> _What you are asked to do_: Retype the records word for word, starting with the very first line and going on through the line with "[412,154,700,214]", including both of those lines.

> _Input for this task_:
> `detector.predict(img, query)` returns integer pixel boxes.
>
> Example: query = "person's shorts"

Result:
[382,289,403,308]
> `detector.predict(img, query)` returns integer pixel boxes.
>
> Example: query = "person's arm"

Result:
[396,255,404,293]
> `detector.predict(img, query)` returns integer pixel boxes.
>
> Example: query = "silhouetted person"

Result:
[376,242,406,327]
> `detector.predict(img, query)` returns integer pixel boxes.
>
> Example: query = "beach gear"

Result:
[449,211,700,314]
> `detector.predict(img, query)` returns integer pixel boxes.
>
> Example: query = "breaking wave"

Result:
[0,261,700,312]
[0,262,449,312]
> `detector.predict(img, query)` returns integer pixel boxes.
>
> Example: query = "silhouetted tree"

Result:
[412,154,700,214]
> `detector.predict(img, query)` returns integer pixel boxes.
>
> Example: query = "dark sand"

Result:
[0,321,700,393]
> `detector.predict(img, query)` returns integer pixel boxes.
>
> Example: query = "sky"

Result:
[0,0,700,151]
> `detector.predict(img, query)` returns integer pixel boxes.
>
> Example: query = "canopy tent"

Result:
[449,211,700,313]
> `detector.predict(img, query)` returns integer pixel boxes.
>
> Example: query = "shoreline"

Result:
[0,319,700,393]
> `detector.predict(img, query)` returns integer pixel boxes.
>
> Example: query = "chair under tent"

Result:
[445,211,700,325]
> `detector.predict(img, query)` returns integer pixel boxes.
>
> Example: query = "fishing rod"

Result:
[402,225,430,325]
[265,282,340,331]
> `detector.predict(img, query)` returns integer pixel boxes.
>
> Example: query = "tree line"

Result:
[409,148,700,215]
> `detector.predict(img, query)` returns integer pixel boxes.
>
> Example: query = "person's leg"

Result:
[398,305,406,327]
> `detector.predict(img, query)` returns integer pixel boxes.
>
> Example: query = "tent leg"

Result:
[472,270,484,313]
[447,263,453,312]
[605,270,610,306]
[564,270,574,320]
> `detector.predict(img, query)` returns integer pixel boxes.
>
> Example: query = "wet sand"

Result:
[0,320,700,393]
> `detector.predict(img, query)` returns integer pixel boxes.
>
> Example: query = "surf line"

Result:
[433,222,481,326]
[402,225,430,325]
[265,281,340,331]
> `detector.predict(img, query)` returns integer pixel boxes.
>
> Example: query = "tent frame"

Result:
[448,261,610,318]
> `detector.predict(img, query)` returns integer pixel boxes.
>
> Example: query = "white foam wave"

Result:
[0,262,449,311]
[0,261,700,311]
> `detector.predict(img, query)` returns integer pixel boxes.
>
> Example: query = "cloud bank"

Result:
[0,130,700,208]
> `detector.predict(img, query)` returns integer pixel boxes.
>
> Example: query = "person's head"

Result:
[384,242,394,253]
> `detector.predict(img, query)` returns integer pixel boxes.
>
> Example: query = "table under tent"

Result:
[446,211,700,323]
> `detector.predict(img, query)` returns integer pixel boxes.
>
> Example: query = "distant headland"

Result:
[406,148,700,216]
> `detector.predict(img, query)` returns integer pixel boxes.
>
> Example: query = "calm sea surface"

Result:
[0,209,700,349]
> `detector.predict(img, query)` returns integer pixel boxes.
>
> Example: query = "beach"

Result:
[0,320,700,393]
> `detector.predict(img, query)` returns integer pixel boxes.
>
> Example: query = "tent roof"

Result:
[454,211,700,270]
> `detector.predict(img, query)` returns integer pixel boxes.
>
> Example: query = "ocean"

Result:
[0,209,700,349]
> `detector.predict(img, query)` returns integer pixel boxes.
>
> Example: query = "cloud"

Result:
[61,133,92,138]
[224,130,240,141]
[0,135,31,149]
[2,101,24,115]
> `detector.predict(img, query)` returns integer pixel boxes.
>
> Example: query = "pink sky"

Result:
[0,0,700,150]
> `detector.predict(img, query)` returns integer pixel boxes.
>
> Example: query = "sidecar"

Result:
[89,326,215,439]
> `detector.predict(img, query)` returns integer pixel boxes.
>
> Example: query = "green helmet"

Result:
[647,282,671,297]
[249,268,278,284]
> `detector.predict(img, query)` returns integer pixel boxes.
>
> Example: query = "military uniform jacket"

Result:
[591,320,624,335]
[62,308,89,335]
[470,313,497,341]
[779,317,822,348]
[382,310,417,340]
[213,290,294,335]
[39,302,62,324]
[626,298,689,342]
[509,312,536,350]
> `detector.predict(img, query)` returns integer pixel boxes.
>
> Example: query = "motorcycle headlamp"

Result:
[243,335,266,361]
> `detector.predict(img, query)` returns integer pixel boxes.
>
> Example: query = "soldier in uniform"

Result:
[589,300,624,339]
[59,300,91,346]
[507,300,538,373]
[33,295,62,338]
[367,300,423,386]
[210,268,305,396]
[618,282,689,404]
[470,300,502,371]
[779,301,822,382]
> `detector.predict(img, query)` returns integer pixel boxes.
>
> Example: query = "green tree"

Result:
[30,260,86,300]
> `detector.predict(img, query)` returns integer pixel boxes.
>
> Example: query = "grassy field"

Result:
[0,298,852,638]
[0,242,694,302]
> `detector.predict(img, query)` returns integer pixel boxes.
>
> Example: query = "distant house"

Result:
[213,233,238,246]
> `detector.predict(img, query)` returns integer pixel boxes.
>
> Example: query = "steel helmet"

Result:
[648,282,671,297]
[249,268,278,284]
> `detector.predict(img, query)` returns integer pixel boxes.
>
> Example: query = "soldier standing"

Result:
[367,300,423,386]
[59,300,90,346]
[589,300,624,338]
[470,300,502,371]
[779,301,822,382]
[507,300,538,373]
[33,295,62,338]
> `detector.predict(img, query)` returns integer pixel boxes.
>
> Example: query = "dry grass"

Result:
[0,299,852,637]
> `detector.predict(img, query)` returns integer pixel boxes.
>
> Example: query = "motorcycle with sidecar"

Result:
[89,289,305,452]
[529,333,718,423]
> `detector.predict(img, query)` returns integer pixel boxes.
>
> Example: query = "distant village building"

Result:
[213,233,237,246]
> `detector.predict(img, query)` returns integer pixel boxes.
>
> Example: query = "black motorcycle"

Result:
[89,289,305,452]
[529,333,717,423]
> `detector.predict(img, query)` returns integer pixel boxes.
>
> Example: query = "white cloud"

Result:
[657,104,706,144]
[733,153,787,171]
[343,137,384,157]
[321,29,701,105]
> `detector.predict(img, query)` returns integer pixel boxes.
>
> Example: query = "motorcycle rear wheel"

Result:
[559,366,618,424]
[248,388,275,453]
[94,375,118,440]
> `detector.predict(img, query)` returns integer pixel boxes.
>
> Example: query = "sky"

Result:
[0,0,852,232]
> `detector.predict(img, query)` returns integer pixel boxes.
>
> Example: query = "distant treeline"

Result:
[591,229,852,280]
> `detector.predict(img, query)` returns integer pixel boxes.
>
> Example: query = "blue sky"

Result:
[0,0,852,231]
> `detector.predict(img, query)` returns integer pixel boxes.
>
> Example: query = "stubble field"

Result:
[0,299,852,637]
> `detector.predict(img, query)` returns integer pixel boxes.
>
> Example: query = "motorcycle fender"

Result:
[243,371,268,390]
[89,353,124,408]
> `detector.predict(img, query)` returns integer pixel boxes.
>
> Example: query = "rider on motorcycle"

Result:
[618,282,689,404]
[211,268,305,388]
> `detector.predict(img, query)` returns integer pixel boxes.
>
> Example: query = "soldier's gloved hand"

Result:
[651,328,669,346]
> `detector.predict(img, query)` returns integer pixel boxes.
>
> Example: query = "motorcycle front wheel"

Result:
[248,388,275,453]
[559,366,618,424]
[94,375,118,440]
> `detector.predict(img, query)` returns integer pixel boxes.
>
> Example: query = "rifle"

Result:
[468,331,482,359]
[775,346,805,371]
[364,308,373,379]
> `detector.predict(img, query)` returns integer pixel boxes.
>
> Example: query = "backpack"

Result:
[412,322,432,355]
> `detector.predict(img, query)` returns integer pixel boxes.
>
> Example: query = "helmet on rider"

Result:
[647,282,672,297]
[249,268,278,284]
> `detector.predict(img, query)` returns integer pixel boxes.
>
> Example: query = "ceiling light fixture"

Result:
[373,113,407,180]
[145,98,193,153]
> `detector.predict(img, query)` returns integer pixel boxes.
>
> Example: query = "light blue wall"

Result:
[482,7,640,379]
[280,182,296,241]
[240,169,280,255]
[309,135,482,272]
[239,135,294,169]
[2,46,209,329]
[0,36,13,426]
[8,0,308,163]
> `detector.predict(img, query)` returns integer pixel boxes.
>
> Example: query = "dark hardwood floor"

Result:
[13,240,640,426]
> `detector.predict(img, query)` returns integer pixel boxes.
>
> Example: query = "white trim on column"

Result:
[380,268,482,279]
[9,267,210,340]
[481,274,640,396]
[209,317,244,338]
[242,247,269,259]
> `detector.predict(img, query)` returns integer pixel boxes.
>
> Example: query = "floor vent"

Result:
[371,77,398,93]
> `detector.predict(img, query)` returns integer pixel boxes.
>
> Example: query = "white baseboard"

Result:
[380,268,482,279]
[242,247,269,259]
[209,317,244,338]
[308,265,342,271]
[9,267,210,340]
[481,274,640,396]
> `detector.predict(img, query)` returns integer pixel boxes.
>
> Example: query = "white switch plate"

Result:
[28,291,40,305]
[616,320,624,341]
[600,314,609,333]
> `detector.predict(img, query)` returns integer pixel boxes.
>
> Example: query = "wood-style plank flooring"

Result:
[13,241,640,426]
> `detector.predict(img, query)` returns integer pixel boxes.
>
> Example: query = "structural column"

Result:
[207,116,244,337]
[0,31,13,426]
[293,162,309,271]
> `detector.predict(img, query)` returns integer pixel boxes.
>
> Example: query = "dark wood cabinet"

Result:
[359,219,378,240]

> _Complete output_:
> `detector.predict(img, query)` returns integer pixel boxes.
>
> Example: query = "person's shorts"

Result:
[382,289,403,308]
> `detector.predict(img, query)` returns integer pixel boxes.
>
> Example: query = "person's arm"

Result:
[396,255,404,293]
> `detector.predict(img, query)` returns integer pixel boxes.
>
> Example: query = "silhouetted person"

Result:
[376,242,406,327]
> `detector.predict(img, query)` returns integer pixel boxes.
>
> Example: query = "beach gear"

Result:
[449,211,700,314]
> `detector.predict(img, query)` returns integer pixel boxes.
>
> Example: query = "breaking wave"

Result:
[0,261,700,312]
[0,262,449,312]
> `detector.predict(img, query)` returns integer pixel boxes.
>
> Example: query = "silhouetted tree"

Result:
[412,154,700,214]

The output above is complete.